*Text*
Monday, July 4, 2011

Fannie, Freddie, and the Truth

Mark Thoma is worried that federal government credit policies are taking too much of the blame for the financial crisis. I wrote about this here. There are two competing narratives out there. The left-wing narrative is that the financial crisis was caused by some greedy Wall St. types, while the right-wing narrative is that the government, working by way of the CRA (the Community Reinvestment Act of 1977), Fannie Mae, Freddie Mac, and various government housing policies, caused the financial crisis.

As I wrote in my earlier piece, neither of those narratives gives you a good picture of the financial crisis and what it was about. That people on Wall Street are greedy is a given. That financial institutions were behaving in suboptimal ways was the fault of lawmakers and regulators. CRA, though wrongheaded, did not have much to do with the financial crisis. And, yes indeed, Fannie and Freddie were as much a part of the financial crisis as any of the other large financial institutions in the United States.

To remind you, Fannie and Freddie, formerly privately-owned (but "government-sponsored") enterprises, have been under government conservatorship since September 2008, and bailing them out will ultimately cost us in the neighborhood of $300 billion. Indeed, Fannie and Freddie appear to be the principal source of bailout losses to the federal government and the Fed. Fannie and Freddie are corrupt, they survive - indeed thrive and expand - because they are subsidized, and they perform no important economic role.

*What this exercise asks*
1/ Summarize the Fannie and Freddie post in two sentences.
2/ Resume the Fannie and Freddie post after its final sentence.

*Data rows*

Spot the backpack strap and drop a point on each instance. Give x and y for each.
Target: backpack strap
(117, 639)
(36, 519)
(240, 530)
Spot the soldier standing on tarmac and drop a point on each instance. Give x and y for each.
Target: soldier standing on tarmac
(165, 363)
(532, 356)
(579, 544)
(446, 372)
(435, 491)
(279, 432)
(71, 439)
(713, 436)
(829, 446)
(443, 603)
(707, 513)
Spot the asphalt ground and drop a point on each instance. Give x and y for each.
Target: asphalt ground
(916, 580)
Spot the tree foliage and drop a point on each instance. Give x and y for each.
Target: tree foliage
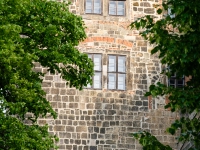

*The replies*
1/ The post describes two competing narratives of the financial crisis, a left-wing one blaming greedy Wall Street types and a right-wing one blaming the government through the CRA, Fannie Mae, Freddie Mac, and housing policies, and it holds that neither gives a good picture. It argues that the CRA had little to do with the crisis, while Fannie and Freddie, under government conservatorship since September 2008 with bailout costs of around $300 billion, were as much a part of it as any other large financial institution in the United States.

2/
Now, where Thoma seems confused is in his characterization of this book by Gretchen Morgenson and Joshua Rosner:
That’s why I was so disappointed to see the new book by Gretchen Morgenson and Josh Rosner, Reckless Endangerment, blaming the financial crisis on Fannie, Freddie, and Democrats. The book has been highlighted recently by George Will and David Brooks, and it joins a chorus of conservative voices promoting the idea that government policies to encourage home ownership among middle and low income households is at the heart of the financial crisis.
If you read the reviews of the Morgenson/Rosner book here, you will find glowing ones from those right-wing nuts Bill Moyers and Simon Johnson. Morgenson works for that right-wing rag, the New York Times, and Rosner writes in the Huffington Post. I have not read the book, but the review here makes it sound more like the left-wing bad-Wall-Street-guys narrative. Don't worry Mark, I don't think anyone is seizing your narrative.

32 comments:

  1. I don't know of anyone who would counter your claim that F&F are corrupt, or that they "survive - indeed thrive and expand - because they are subsidized." The question is whether it's fair to single F&F for causing the crisis. Or, is it even fair to claim that they "were as much a part of the financial crisis as any of the other large financial institutions in the United States?"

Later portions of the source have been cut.